Text section |
• • • • • • •
Greenville Health System on Tuesday said it had initiated a range of action plans to address a year-to-date $16 million loss while continuing to move ahead on its transition from a fee-for-service model to a value-based care environment.
The action plans include a reprioritization of capital spending that will reduce the budget by $39 million, officials said at a Tuesday meeting of the GHS Board of Trustees’ planning and finance committee. Additional steps will be taken throughout the year.
GHS leaders pledged to minimize the impact of the current financial situation on employees but said positions could be eliminated under the current plans.
“The initial action plans call for eliminating roughly 410 positions, but more than half of these positions will be the result of normal attrition, not filling open vacancies and the possible implementation of a voluntary exit incentive program,” said GHS Chief Operating Officer Greg Rusnak.
Rusnak stressed that estimates reflect positions and not necessarily individuals, and that the number of positions could increase or decrease based on a shift in financial performance as well as ongoing cost-reduction efforts.
• • • • • • •
Exercise prompt | Translate this sentence from the article on Greenville Health System's losses into Spanish: "GHS leaders pledged to minimize the impact of the current financial situation on employees but said positions could be eliminated under the current plans."
• • • • • • •
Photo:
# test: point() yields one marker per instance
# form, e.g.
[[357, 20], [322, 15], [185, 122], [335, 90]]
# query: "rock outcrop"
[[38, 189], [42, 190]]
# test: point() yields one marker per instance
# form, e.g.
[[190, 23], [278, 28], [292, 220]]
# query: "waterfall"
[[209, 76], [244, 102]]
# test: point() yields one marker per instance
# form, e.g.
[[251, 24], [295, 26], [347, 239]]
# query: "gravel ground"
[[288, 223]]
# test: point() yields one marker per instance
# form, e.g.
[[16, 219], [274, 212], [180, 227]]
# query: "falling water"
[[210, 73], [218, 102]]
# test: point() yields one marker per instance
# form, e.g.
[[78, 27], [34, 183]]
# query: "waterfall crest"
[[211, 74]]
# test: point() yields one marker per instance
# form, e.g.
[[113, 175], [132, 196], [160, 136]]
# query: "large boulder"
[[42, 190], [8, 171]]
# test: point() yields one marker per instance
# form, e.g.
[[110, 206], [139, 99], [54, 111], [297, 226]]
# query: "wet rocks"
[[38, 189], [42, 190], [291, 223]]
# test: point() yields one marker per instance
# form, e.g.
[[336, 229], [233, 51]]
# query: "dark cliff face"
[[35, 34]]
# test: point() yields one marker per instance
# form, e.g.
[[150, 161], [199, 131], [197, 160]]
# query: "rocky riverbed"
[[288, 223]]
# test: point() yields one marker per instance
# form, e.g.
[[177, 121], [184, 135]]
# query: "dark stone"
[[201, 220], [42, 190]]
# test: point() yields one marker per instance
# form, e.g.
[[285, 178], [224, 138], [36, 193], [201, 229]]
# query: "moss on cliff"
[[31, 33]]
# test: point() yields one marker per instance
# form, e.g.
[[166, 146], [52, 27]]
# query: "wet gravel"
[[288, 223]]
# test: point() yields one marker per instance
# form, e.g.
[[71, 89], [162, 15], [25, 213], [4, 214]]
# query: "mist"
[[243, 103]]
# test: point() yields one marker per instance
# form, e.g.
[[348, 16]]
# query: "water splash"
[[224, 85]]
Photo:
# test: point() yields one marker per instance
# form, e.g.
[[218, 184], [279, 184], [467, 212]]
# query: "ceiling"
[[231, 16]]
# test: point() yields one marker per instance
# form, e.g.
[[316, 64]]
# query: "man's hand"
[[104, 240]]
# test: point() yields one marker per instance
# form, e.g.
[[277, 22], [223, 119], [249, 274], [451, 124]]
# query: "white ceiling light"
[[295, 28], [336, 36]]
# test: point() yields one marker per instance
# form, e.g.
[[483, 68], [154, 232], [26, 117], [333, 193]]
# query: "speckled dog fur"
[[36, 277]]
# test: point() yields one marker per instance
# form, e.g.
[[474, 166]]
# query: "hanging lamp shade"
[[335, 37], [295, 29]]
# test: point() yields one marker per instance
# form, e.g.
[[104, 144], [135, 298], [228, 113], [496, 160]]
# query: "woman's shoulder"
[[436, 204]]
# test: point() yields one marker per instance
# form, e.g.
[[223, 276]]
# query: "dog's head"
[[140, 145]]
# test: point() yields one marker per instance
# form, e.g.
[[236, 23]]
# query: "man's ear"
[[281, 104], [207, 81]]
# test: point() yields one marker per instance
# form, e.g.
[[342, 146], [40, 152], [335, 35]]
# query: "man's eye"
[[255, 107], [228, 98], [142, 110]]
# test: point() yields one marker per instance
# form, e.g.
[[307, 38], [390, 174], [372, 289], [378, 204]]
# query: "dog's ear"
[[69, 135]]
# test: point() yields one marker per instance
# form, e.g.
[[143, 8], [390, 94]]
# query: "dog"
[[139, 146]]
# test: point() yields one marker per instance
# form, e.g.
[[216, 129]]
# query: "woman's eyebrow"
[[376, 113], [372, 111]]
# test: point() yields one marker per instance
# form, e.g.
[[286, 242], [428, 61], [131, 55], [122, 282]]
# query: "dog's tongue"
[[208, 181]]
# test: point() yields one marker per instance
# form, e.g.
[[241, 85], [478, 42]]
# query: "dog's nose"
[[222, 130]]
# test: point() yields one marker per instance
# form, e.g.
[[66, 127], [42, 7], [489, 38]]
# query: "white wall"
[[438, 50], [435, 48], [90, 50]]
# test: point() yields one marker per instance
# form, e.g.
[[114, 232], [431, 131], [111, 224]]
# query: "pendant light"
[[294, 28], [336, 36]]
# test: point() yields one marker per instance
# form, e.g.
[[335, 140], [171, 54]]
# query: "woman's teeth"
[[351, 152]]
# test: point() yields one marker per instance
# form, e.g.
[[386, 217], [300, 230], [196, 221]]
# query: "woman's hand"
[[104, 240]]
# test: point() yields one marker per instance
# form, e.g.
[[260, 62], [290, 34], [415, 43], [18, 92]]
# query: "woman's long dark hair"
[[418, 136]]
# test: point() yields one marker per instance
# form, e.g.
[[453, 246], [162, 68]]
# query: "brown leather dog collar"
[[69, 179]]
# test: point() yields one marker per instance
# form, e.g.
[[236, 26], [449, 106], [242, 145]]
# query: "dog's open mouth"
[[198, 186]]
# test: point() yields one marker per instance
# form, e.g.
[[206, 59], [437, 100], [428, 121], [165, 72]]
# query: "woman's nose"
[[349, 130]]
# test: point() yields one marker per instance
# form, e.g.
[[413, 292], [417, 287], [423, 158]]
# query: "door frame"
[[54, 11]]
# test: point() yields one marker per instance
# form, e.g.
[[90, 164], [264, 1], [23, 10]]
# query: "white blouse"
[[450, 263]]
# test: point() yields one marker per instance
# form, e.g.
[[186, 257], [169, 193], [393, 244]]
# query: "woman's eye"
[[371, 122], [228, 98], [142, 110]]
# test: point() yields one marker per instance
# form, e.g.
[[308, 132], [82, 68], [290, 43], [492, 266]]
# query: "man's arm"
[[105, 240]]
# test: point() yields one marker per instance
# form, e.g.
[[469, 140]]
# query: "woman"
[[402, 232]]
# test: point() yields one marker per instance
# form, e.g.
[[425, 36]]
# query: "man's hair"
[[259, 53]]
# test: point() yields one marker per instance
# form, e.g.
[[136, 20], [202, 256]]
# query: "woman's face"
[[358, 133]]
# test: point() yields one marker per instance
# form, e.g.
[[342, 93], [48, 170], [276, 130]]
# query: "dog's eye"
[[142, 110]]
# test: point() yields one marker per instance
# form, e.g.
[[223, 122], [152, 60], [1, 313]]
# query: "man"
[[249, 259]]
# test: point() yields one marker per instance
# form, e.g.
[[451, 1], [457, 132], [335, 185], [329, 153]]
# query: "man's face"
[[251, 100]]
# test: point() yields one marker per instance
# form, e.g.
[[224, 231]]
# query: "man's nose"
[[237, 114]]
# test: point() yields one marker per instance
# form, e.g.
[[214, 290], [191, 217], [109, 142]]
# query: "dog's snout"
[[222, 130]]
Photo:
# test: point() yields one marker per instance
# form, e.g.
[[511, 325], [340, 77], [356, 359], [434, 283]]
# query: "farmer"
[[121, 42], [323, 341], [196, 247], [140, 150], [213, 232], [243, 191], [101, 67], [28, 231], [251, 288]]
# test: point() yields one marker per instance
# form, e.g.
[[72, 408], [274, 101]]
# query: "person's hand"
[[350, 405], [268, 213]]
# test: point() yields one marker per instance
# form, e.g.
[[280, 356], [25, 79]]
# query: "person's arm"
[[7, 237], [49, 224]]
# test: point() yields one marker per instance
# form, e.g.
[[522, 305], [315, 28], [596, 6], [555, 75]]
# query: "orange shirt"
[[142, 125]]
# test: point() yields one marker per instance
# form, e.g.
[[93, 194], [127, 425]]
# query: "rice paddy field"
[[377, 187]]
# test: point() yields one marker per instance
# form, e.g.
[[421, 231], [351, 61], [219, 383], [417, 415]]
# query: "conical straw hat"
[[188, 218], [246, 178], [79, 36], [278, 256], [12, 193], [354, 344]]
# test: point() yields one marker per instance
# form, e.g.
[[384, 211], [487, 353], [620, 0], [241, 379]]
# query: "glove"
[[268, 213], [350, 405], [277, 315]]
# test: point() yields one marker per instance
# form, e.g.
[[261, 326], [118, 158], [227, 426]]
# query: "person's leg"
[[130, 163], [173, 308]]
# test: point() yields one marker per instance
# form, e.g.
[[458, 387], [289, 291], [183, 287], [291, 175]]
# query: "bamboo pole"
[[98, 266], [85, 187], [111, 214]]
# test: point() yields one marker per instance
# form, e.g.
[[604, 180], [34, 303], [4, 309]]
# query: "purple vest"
• • • • • • •
Exercise response | Los líderes de GHS se comprometieron a minimizar el impacto de la situación financiera actual en los empleados, pero dijeron que podrían eliminarse puestos conforme a los planes actuales.